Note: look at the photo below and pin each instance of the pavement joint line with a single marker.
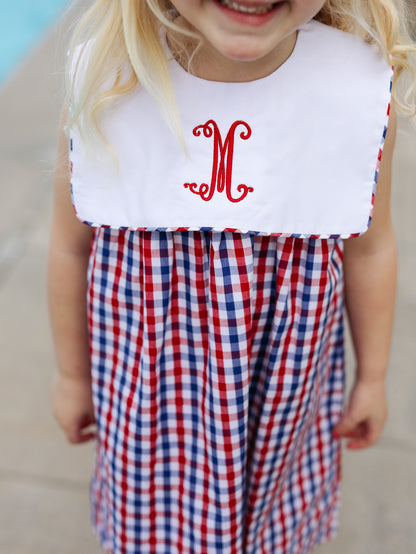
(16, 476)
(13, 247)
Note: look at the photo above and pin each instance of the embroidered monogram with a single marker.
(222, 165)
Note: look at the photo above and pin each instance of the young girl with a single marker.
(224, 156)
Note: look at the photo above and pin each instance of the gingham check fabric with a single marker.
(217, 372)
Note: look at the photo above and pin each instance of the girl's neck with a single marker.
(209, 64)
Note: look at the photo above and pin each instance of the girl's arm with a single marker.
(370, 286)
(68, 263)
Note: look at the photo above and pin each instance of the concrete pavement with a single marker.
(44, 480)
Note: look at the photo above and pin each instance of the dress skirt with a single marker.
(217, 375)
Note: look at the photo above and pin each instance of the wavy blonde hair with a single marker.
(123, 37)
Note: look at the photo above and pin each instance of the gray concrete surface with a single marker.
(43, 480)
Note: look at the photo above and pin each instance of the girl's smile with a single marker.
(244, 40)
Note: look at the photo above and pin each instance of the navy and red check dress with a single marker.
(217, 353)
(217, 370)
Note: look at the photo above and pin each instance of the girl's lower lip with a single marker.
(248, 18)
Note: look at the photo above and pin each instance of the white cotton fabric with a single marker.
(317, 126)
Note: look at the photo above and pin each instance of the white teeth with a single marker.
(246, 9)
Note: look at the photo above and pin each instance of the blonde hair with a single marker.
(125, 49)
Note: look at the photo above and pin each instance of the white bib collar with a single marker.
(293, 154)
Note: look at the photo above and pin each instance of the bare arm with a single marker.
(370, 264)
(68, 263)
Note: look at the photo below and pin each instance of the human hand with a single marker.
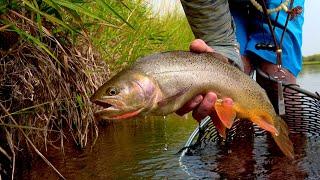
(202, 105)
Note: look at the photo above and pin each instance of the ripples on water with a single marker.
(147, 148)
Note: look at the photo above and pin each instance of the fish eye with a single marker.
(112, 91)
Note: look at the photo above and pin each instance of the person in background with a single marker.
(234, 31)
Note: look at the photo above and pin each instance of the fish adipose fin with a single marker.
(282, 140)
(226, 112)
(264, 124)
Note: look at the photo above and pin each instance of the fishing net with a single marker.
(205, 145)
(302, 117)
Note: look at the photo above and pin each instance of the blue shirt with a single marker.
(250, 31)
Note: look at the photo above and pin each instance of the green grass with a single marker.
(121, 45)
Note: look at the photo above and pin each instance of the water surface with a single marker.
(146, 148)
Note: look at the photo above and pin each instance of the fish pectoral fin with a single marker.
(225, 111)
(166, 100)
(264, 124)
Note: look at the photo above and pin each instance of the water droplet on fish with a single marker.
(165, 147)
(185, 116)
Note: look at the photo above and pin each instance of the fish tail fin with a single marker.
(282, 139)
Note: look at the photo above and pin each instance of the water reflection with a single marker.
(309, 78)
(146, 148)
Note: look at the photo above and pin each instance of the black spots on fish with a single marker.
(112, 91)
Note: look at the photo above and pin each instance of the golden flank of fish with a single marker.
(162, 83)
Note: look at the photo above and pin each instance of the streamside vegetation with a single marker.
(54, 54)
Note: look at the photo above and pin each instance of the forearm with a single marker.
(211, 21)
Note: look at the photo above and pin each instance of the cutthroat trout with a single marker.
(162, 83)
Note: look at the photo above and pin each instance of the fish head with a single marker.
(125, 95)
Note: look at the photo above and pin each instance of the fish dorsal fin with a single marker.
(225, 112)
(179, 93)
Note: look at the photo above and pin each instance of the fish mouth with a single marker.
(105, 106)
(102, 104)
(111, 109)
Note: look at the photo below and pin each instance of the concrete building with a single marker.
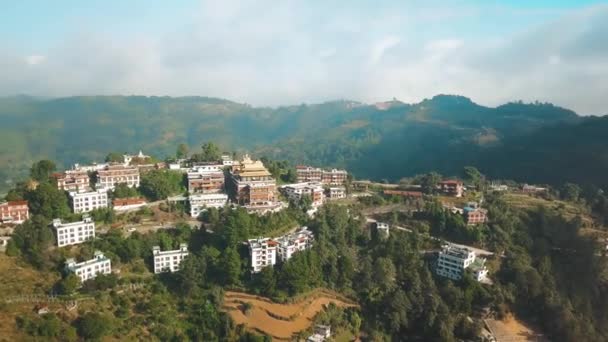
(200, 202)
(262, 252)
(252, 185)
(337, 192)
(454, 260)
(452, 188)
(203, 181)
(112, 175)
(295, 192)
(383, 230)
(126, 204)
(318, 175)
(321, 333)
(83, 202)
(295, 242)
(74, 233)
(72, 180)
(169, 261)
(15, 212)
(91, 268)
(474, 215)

== == ==

**TASK OBJECTIVE**
Switch "concrete building" to "stone building" in the data from the line with "building with a single marker." up to and including the last line, and give those lines again with nothing else changed. Leave the pictures out of your answer.

**FINAL RESULT**
Note: look at the photo below and pin each instance of the stone building with a single marker.
(200, 202)
(262, 252)
(252, 185)
(337, 192)
(454, 260)
(452, 188)
(203, 181)
(112, 175)
(295, 192)
(383, 230)
(126, 204)
(318, 175)
(321, 333)
(83, 202)
(295, 242)
(74, 233)
(72, 180)
(169, 261)
(15, 212)
(91, 268)
(474, 215)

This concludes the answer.